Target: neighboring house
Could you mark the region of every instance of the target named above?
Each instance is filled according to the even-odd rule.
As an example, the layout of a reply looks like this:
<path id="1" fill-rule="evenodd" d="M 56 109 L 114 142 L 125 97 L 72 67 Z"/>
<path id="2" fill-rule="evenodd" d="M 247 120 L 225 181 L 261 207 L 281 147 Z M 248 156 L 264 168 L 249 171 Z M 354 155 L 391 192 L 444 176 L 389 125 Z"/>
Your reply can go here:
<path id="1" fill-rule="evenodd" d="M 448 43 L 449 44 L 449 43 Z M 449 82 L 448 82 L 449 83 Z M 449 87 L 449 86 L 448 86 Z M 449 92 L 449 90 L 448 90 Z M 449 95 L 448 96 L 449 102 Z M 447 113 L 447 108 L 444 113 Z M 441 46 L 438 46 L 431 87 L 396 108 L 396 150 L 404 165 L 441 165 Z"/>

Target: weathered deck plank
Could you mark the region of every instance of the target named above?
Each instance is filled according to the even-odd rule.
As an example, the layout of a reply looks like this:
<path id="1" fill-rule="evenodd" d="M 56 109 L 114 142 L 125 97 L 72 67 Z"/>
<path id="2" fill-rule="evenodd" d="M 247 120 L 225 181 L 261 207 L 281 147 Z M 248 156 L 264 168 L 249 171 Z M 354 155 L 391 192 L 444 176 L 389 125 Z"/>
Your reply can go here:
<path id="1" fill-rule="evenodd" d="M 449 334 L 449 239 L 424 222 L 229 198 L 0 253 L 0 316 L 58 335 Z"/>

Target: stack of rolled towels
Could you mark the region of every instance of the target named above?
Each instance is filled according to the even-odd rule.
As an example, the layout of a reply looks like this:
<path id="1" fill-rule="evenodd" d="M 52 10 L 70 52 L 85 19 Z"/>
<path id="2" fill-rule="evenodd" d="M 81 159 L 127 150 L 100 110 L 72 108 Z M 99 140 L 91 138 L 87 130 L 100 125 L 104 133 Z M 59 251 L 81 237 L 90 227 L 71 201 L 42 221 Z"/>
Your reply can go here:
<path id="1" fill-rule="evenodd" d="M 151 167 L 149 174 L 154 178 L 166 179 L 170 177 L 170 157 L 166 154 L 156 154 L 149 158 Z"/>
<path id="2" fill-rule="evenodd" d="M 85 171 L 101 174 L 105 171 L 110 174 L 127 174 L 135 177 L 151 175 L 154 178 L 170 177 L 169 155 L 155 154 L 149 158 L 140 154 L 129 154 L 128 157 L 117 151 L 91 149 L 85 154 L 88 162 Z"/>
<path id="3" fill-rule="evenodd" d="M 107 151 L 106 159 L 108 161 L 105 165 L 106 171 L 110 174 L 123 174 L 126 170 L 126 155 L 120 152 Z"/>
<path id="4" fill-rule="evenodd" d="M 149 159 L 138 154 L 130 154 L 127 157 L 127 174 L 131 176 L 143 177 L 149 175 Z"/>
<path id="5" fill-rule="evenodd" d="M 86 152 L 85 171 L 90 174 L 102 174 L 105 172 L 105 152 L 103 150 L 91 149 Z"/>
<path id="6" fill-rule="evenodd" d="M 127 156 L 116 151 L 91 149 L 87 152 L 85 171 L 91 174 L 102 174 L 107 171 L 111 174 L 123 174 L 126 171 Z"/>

....

• [Direction] Rewrite only the lines of the items from the line with "Target: stack of rolled towels" up to and including the line with "149 159 L 138", with "even-odd rule" changed to "nonzero winding rule" and everything else left as it is.

• [Correct result]
Target: stack of rolled towels
Could you mark the region of every instance of the target named above?
Each instance is filled according to the nonzero winding rule.
As an example, the layout of a reply looks like this:
<path id="1" fill-rule="evenodd" d="M 52 10 L 70 52 L 85 19 Z"/>
<path id="2" fill-rule="evenodd" d="M 81 159 L 127 150 L 100 110 L 72 108 Z M 99 140 L 91 138 L 87 130 L 100 125 L 104 133 Z M 59 251 L 81 237 L 90 227 L 71 201 L 42 221 Z"/>
Your reply can go here:
<path id="1" fill-rule="evenodd" d="M 151 167 L 149 174 L 154 178 L 166 179 L 170 177 L 170 157 L 166 154 L 156 154 L 149 158 Z"/>
<path id="2" fill-rule="evenodd" d="M 85 171 L 101 174 L 105 171 L 110 174 L 127 174 L 135 177 L 151 175 L 154 178 L 170 177 L 169 155 L 155 154 L 149 158 L 140 154 L 129 154 L 128 157 L 117 151 L 91 149 L 85 154 L 88 162 Z"/>
<path id="3" fill-rule="evenodd" d="M 107 151 L 106 159 L 108 161 L 105 165 L 106 171 L 110 174 L 123 174 L 126 170 L 126 155 L 120 152 Z"/>
<path id="4" fill-rule="evenodd" d="M 149 159 L 138 154 L 130 154 L 127 157 L 127 174 L 131 176 L 143 177 L 149 175 Z"/>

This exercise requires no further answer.